— start of INPUT RECORDS —

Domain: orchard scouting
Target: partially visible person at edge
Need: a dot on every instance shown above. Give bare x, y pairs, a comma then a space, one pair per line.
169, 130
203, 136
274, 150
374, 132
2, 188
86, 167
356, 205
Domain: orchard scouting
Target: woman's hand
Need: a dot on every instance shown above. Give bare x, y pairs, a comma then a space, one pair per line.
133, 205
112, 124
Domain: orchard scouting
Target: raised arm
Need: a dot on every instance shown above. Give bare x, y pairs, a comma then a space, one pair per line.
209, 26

— end of INPUT RECORDS —
— start of INPUT RECORDS —

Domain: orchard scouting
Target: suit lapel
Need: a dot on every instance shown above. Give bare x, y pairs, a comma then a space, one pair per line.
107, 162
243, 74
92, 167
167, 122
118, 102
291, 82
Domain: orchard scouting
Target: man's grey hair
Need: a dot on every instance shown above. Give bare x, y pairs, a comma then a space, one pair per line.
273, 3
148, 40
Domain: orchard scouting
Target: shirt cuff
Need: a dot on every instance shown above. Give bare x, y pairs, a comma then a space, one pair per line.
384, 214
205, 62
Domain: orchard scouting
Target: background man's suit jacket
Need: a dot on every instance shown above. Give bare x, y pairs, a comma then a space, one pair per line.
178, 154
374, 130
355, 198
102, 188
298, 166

— end of INPUT RECORDS —
— start of INPUT RECORDS —

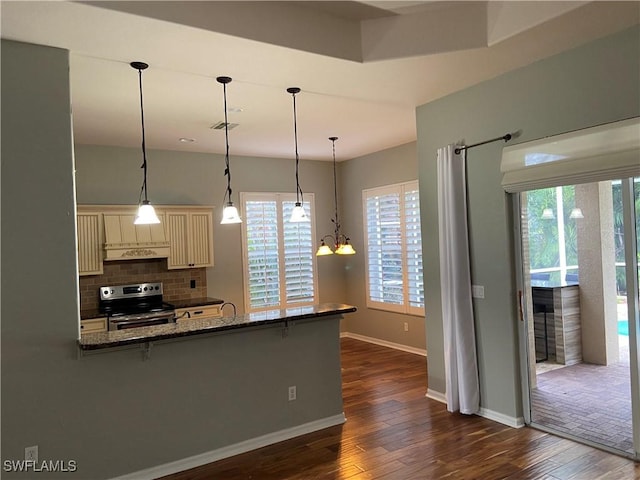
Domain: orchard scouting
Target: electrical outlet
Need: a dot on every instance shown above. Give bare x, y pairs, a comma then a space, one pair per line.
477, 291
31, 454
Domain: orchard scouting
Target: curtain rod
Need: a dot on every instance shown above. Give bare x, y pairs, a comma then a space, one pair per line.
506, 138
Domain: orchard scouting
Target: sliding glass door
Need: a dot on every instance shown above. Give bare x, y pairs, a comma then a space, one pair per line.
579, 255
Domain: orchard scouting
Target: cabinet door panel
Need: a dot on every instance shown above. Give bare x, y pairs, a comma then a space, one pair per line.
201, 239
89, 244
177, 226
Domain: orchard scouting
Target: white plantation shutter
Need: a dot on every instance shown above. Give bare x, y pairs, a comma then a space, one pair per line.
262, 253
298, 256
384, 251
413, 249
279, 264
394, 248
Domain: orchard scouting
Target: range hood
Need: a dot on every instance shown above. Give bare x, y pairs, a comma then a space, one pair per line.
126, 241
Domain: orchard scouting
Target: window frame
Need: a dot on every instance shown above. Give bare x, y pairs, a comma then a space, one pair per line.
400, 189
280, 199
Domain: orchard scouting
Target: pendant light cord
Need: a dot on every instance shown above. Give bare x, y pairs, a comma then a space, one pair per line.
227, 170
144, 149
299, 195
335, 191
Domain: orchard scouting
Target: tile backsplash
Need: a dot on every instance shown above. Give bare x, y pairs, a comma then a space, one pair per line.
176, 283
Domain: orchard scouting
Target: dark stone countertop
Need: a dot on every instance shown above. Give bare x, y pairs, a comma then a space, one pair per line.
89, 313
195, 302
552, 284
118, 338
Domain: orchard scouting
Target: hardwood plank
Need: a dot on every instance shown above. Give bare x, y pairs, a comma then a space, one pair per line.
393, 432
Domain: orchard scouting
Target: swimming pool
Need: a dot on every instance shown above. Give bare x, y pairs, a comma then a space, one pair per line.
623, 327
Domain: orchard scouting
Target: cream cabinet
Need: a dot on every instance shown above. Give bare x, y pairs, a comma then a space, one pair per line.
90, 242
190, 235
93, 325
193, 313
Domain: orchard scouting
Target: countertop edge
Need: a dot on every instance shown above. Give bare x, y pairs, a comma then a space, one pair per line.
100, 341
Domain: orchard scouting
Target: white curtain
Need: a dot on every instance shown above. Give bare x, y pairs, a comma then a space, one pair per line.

— end of INPUT RECORDS —

TASK PROMPT ::
Which lines of the records contain the word "edge"? List each of them.

RESULT BELOW ::
Target: partially visible person at edge
Target: countertop edge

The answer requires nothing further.